● Problem description
Reproduce the data from its beginning through the line containing "negative clicks: (325, 393) (333, 383)", inclusive, changing "positive clicks" to "foreground clicks" and leaving all else as it stands.

● Given records
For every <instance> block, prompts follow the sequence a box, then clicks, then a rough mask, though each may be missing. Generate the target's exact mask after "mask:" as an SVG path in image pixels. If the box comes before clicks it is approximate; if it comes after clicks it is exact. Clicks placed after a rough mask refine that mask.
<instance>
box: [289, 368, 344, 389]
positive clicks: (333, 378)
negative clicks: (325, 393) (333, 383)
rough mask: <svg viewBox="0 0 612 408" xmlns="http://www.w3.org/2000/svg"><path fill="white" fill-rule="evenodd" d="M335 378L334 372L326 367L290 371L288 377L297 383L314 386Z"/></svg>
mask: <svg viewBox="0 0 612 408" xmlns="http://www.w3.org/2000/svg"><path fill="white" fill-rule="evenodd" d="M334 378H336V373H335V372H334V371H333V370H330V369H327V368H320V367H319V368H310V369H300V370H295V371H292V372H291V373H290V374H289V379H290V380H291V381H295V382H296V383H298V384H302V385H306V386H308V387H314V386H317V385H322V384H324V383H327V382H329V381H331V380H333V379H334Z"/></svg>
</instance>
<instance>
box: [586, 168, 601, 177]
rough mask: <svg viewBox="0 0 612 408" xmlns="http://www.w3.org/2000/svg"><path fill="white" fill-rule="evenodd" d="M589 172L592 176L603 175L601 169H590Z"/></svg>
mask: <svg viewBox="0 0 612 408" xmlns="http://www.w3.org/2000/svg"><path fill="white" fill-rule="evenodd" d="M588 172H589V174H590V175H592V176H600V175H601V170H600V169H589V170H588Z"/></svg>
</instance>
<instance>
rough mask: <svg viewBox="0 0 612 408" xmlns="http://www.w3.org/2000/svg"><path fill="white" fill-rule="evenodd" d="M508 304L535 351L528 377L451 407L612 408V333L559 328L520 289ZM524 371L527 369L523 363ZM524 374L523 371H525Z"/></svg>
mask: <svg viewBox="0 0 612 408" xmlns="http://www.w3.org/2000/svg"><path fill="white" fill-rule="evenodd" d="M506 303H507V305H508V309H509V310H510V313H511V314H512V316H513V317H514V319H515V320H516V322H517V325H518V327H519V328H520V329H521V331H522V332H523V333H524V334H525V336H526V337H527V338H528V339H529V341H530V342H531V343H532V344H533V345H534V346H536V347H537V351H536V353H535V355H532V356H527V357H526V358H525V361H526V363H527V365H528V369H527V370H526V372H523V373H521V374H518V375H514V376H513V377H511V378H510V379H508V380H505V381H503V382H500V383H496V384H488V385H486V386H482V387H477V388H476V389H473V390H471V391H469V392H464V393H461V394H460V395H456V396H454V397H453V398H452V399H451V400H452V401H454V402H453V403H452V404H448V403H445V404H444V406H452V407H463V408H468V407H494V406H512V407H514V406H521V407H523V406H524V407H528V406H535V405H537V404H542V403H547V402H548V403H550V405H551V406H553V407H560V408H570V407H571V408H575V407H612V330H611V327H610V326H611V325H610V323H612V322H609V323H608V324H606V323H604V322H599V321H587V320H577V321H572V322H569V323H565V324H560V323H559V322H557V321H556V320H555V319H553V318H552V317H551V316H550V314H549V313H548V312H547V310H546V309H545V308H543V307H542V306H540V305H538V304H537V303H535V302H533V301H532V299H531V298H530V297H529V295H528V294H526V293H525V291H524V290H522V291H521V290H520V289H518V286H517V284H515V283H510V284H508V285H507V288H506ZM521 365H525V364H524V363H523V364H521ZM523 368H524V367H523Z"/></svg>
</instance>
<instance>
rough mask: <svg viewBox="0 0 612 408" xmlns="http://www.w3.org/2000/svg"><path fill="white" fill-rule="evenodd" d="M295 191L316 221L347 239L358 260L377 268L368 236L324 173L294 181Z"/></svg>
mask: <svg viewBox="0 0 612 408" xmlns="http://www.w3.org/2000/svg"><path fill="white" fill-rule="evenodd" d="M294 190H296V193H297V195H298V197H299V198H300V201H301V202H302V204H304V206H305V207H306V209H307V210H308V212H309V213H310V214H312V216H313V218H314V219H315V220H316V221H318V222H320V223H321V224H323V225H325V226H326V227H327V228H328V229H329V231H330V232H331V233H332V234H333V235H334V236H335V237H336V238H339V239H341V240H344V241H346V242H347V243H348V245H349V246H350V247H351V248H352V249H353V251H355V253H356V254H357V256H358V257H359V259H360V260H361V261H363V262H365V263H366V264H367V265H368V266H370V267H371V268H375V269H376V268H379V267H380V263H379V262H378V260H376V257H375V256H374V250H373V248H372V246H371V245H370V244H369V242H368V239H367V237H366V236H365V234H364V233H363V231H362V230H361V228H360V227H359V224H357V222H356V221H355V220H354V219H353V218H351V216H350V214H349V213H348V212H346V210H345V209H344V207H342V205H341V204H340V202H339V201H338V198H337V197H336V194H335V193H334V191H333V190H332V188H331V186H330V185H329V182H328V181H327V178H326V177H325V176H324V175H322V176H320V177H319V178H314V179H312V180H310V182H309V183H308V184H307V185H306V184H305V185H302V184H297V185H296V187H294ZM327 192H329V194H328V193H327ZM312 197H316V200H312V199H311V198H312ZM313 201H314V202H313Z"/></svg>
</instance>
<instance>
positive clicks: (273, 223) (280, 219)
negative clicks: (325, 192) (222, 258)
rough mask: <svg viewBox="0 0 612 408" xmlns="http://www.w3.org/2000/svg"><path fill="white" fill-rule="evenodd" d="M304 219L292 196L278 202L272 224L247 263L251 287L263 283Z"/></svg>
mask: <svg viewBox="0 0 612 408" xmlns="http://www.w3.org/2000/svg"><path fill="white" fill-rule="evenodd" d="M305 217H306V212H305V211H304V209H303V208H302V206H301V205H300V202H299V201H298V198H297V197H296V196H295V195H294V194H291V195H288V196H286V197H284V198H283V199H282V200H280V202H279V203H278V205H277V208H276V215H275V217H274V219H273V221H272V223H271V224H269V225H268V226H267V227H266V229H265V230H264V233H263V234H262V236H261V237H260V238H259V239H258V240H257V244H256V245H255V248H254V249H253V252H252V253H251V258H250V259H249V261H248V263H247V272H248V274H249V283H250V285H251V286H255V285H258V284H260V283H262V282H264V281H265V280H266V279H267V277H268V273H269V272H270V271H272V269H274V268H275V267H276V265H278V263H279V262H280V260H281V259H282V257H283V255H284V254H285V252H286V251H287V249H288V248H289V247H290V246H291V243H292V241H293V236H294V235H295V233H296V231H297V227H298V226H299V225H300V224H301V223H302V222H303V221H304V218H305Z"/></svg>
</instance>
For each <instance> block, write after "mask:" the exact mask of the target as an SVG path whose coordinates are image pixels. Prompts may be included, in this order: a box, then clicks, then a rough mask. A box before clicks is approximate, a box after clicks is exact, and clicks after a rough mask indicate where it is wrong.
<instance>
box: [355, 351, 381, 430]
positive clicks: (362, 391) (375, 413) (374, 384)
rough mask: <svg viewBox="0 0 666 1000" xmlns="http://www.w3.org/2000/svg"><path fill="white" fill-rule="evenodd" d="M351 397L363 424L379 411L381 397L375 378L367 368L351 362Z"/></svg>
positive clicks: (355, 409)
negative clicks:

● Answer space
For every <instance> block, prompts follow the sequence a box, then clicks, then a rough mask, though each may be missing. Generate the target's exact mask after "mask:" as an SVG path in image pixels. If the box comes before clicks it is approximate; if it comes after clicks it is exact. Clicks placed after a rough mask refine that mask.
<instance>
box: [289, 368, 344, 389]
foreground clicks: (333, 378)
negative clicks: (325, 393) (333, 383)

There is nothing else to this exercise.